What you are asked to do: Rename "tuples" to "pairs" throughout the lines between the one holding "Indicate a point on each instance of the small" and the one holding "188), (246, 187)]", inclusive, and write out only those lines with everything else left unchanged.

Point labeling dataset excerpts:
((
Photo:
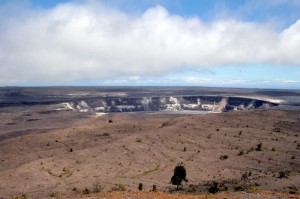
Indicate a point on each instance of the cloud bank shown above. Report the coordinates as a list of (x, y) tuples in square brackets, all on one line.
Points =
[(92, 42)]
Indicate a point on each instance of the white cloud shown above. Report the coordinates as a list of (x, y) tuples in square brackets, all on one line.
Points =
[(81, 42)]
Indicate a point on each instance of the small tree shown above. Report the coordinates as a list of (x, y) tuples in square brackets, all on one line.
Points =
[(179, 175)]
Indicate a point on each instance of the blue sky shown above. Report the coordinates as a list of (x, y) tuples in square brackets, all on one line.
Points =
[(233, 43)]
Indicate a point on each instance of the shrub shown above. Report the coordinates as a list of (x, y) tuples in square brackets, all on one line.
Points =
[(86, 191), (241, 152), (259, 147), (119, 187), (97, 188), (140, 186), (293, 190), (179, 175), (284, 173), (223, 157), (214, 187), (154, 188), (246, 187)]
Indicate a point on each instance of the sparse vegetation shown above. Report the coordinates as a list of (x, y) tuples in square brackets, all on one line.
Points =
[(154, 188), (97, 187), (178, 176), (241, 152), (284, 173), (248, 187), (86, 191), (119, 187), (223, 157), (259, 147), (55, 195), (140, 187)]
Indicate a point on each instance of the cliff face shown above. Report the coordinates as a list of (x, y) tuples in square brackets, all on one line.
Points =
[(192, 103)]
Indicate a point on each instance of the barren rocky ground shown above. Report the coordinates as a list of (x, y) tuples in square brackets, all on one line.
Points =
[(45, 153)]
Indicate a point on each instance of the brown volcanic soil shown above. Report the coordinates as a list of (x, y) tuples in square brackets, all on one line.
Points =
[(36, 143)]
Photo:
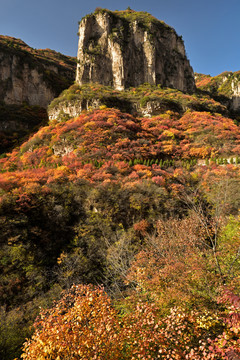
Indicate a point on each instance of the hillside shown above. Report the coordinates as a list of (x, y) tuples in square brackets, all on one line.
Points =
[(30, 80), (79, 189), (119, 214), (224, 87), (128, 48)]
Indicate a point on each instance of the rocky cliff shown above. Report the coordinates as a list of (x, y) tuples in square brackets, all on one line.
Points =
[(127, 48), (32, 76)]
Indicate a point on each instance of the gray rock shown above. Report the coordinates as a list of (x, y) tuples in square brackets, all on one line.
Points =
[(127, 48)]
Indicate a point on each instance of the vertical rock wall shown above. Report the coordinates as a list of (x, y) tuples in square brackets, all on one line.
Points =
[(124, 49)]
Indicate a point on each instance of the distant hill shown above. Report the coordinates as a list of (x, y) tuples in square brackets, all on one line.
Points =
[(30, 79)]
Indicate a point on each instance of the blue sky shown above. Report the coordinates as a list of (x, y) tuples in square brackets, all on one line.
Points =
[(210, 28)]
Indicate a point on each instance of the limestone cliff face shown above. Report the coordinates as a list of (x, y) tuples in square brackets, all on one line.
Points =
[(32, 76), (126, 48)]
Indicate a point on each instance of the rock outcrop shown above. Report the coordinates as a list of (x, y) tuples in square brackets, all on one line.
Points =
[(32, 76), (126, 49)]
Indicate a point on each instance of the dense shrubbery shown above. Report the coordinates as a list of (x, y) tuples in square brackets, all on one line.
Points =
[(109, 198)]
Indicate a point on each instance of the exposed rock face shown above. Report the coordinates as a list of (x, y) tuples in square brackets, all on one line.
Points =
[(126, 48), (32, 76)]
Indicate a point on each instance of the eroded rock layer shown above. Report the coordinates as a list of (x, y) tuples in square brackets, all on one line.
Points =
[(127, 48)]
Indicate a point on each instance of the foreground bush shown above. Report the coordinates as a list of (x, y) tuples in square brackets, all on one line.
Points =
[(84, 325)]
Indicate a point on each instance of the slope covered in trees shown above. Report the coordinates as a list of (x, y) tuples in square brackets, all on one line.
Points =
[(147, 206)]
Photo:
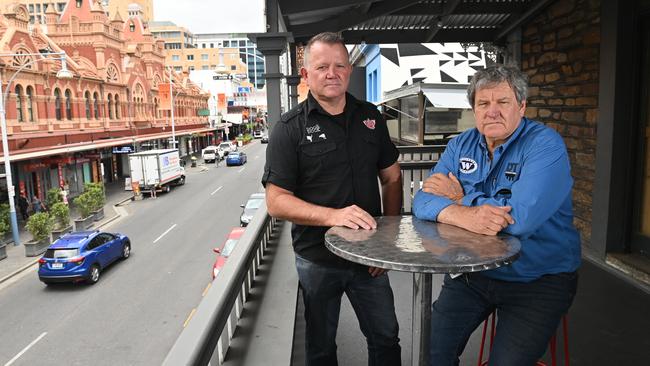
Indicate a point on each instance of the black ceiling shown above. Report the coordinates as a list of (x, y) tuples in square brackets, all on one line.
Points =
[(408, 21)]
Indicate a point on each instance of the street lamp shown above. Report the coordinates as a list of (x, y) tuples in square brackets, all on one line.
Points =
[(64, 73)]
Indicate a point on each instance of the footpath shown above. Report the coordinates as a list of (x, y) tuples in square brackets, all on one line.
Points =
[(16, 261)]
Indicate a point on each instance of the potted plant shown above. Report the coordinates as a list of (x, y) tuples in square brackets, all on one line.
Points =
[(96, 192), (85, 205), (40, 226), (60, 213)]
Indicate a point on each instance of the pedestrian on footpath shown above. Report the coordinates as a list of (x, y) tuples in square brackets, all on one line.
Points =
[(323, 160)]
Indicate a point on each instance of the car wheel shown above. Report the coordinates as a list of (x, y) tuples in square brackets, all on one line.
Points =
[(126, 250), (93, 277)]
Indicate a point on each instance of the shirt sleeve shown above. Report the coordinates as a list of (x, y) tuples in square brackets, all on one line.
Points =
[(544, 184), (427, 206), (281, 167), (388, 153)]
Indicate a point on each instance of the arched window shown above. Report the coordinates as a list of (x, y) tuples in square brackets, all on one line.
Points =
[(96, 105), (19, 103), (57, 104), (68, 104), (29, 102), (117, 106), (87, 97), (110, 106)]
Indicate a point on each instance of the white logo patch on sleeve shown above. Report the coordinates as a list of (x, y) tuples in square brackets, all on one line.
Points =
[(468, 165)]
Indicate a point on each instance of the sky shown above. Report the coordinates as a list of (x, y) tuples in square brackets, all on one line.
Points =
[(212, 16)]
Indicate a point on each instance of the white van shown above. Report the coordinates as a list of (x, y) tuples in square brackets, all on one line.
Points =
[(211, 153)]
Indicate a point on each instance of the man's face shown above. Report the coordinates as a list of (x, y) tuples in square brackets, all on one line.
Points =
[(497, 112), (328, 71)]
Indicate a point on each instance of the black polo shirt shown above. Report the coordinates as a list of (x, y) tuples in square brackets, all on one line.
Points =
[(330, 161)]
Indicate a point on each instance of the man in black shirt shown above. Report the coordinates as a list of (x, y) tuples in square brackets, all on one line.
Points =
[(323, 160)]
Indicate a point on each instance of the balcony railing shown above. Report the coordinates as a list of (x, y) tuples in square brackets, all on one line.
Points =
[(207, 337)]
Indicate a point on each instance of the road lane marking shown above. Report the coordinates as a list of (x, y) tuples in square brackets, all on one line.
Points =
[(216, 190), (165, 233), (189, 317), (25, 349), (206, 289)]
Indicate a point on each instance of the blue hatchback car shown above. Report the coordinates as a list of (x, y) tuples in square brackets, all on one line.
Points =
[(236, 158), (82, 255)]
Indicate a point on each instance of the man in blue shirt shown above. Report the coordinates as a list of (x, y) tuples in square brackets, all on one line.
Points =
[(512, 175)]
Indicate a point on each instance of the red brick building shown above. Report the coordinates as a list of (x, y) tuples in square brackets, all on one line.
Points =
[(64, 131)]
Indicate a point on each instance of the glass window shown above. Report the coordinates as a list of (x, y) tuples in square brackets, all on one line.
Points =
[(28, 102), (68, 104), (19, 103), (57, 104), (87, 97)]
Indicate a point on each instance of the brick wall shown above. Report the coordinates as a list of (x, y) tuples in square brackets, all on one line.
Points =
[(560, 54)]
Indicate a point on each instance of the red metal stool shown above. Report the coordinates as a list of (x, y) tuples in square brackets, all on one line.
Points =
[(552, 342)]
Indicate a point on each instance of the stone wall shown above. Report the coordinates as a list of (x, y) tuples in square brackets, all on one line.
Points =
[(560, 54)]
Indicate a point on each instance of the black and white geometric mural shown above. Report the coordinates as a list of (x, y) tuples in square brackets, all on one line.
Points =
[(406, 64)]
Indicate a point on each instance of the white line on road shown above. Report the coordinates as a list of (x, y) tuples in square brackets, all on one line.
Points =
[(165, 233), (216, 190), (26, 349)]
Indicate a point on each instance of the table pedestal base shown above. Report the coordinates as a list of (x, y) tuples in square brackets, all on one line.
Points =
[(422, 288)]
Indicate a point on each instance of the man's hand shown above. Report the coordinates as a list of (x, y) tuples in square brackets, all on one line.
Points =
[(444, 186), (353, 217), (484, 219)]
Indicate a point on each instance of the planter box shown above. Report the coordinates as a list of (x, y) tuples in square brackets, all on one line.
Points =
[(83, 224), (98, 215), (35, 248), (57, 233)]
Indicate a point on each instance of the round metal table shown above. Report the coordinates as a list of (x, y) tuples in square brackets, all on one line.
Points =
[(405, 243)]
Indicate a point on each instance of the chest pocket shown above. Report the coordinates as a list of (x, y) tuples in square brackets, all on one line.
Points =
[(321, 159)]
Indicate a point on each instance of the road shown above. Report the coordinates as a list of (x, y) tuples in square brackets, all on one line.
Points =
[(133, 315)]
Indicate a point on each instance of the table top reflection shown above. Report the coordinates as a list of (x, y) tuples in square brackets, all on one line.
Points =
[(405, 243)]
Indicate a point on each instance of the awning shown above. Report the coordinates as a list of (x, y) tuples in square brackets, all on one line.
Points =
[(448, 98), (235, 118)]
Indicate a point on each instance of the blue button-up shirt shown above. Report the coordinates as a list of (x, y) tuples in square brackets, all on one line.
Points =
[(529, 172)]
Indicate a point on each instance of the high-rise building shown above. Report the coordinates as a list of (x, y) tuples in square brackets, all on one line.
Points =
[(248, 53)]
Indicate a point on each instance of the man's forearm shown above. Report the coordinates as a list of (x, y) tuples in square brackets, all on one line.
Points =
[(289, 207)]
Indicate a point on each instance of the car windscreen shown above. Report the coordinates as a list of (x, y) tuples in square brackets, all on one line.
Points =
[(61, 253), (228, 247)]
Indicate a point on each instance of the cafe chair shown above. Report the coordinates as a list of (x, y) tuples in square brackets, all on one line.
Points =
[(552, 343)]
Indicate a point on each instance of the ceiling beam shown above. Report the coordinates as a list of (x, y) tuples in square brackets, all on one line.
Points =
[(288, 7), (449, 8), (350, 18), (419, 36)]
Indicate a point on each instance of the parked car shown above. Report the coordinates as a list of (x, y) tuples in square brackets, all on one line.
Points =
[(236, 158), (227, 147), (248, 210), (82, 255), (211, 153), (224, 252)]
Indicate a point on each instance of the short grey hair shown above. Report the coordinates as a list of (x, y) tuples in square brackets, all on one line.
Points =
[(330, 38), (496, 74)]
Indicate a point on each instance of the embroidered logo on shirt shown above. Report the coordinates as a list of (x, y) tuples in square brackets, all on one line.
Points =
[(370, 123), (511, 171), (313, 129), (468, 165)]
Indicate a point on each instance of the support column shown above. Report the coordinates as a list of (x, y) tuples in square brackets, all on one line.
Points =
[(272, 45), (292, 82)]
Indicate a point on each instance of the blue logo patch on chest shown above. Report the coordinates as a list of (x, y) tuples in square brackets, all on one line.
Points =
[(468, 165)]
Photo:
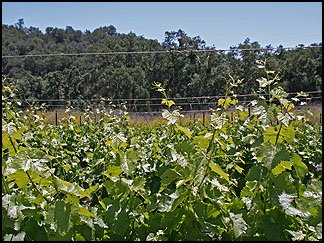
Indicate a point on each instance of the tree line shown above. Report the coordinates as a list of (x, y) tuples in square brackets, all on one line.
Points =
[(183, 74)]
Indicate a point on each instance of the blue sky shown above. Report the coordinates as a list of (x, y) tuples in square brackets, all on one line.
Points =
[(222, 24)]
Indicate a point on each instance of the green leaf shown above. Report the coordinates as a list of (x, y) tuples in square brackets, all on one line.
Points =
[(239, 169), (288, 133), (281, 167), (169, 103), (300, 168), (19, 237), (91, 190), (67, 187), (62, 217), (167, 177), (270, 135), (113, 171), (20, 177), (171, 117), (67, 167), (218, 170), (185, 130), (85, 212), (239, 225)]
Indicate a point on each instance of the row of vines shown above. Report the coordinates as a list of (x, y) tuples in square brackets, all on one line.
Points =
[(258, 178)]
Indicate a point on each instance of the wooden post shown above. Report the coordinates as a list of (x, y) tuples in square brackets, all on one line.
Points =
[(203, 118), (56, 118)]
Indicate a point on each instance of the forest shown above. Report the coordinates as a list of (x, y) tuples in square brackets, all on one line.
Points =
[(183, 71)]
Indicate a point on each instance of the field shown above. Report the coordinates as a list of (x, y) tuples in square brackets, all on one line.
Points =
[(236, 177)]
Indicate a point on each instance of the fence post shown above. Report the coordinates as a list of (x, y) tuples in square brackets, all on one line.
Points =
[(55, 118), (203, 118)]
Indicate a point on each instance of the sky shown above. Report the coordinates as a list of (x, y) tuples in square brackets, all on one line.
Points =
[(219, 24)]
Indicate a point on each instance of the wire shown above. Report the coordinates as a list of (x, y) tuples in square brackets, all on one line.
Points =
[(155, 52), (171, 98)]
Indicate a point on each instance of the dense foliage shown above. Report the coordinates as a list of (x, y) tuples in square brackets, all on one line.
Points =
[(256, 177), (132, 75)]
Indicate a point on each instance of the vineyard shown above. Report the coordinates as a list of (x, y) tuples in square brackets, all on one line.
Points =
[(254, 176)]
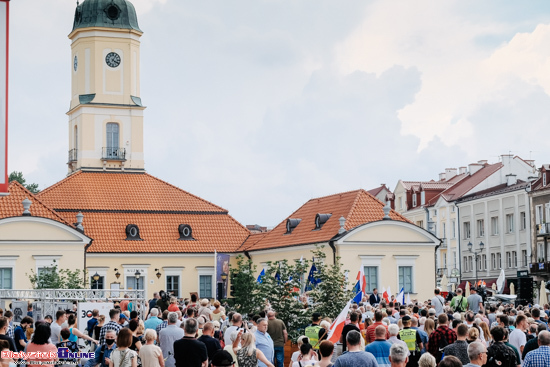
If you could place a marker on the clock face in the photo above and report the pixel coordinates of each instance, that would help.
(112, 59)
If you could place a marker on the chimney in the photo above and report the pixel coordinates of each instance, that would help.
(26, 206)
(342, 221)
(450, 173)
(474, 167)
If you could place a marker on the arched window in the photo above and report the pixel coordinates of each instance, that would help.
(112, 139)
(75, 137)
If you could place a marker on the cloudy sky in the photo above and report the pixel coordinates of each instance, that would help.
(260, 105)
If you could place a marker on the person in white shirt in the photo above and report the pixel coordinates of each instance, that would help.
(517, 337)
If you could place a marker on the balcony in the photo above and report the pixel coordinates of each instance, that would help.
(113, 154)
(73, 154)
(539, 268)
))
Task output:
Indicate a point on each instance of the small tree shown above. Report the coordinates as a list of (x, y) pairs in square brackets, all on one line.
Points =
[(179, 175)]
Indicate a point on each instance of the blue sky shown above. Report the coordinates as a list of (x, y) pairs in square brackets, all on one line.
Points =
[(233, 43)]
Indicate a point on each instance of the shrub shown above. Report the coordinates as a list of (x, y) pairs in square brackets, all on one line.
Points =
[(86, 191), (241, 152), (259, 147), (119, 187), (97, 188), (140, 186), (293, 190), (179, 175), (284, 173), (223, 157), (214, 187), (154, 188), (246, 187)]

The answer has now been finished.